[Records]
start

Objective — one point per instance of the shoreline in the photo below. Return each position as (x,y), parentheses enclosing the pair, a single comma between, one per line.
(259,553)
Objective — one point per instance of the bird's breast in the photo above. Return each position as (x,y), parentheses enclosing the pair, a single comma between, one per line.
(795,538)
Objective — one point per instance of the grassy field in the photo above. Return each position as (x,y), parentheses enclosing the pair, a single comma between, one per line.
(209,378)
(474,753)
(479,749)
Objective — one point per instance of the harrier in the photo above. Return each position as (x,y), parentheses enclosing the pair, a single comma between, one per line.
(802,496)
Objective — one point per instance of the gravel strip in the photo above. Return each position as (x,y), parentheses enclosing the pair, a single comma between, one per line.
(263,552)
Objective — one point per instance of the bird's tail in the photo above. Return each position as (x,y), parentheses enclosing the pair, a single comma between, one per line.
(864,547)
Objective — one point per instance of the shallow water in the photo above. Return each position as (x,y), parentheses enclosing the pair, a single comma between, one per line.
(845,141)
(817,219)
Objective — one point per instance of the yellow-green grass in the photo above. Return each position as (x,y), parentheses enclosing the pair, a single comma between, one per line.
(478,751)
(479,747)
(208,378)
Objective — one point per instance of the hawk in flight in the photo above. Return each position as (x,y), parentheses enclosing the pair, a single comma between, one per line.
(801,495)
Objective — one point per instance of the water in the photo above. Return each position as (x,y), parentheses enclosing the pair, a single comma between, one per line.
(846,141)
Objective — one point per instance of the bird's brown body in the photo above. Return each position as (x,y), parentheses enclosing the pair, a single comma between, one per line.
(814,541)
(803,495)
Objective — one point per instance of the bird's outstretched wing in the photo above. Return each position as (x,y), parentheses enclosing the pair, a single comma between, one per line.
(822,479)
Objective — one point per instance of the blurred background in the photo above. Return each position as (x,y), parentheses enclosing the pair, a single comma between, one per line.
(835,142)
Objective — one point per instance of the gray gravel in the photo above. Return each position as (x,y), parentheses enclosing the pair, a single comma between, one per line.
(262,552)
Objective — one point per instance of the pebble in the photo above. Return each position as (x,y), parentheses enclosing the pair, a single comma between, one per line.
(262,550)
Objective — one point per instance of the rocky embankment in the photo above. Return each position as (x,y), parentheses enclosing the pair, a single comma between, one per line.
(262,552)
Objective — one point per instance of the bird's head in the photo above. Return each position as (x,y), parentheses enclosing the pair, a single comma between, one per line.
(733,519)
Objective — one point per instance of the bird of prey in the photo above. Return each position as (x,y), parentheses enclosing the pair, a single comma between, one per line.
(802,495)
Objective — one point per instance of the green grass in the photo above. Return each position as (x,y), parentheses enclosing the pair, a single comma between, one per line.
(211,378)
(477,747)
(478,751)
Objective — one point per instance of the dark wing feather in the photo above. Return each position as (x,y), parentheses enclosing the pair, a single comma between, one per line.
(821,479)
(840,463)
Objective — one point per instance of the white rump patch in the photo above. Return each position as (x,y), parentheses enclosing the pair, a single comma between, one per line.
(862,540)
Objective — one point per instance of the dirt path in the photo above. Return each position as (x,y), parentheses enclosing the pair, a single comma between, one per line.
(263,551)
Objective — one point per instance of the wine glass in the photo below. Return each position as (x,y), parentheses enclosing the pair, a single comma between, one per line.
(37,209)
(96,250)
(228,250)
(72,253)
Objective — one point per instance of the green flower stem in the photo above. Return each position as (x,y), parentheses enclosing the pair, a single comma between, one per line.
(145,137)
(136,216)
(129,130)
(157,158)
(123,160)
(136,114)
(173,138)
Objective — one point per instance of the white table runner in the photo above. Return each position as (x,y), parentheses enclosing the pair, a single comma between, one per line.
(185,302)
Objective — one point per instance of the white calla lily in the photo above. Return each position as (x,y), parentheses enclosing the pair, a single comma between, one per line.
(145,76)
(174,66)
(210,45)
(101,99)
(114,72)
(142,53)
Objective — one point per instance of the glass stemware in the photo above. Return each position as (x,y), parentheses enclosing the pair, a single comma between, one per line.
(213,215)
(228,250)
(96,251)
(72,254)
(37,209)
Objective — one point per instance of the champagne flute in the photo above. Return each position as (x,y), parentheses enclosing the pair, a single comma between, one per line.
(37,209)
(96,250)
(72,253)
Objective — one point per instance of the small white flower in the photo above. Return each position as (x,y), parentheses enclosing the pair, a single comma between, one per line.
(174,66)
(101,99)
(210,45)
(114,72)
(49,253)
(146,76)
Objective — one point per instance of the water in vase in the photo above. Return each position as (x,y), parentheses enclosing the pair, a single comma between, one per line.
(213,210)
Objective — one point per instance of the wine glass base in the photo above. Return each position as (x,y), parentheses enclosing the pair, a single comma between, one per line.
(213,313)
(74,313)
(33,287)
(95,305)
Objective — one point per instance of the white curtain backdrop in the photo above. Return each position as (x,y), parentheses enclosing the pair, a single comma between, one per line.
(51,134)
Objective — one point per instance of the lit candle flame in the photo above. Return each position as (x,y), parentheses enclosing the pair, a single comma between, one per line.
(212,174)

end

* What to work on *
Write out again every line in the stretch from the line containing "Objective — one point per instance of the lit" through the end of the items. Shift each coordinate in the answers by adding -139 to it.

* Answer below *
Objective — one point per instance of the lit candle flame in the photo above. Return each position as (x,y), parentheses enclosing the pair, a single comma between, one per line.
(73,35)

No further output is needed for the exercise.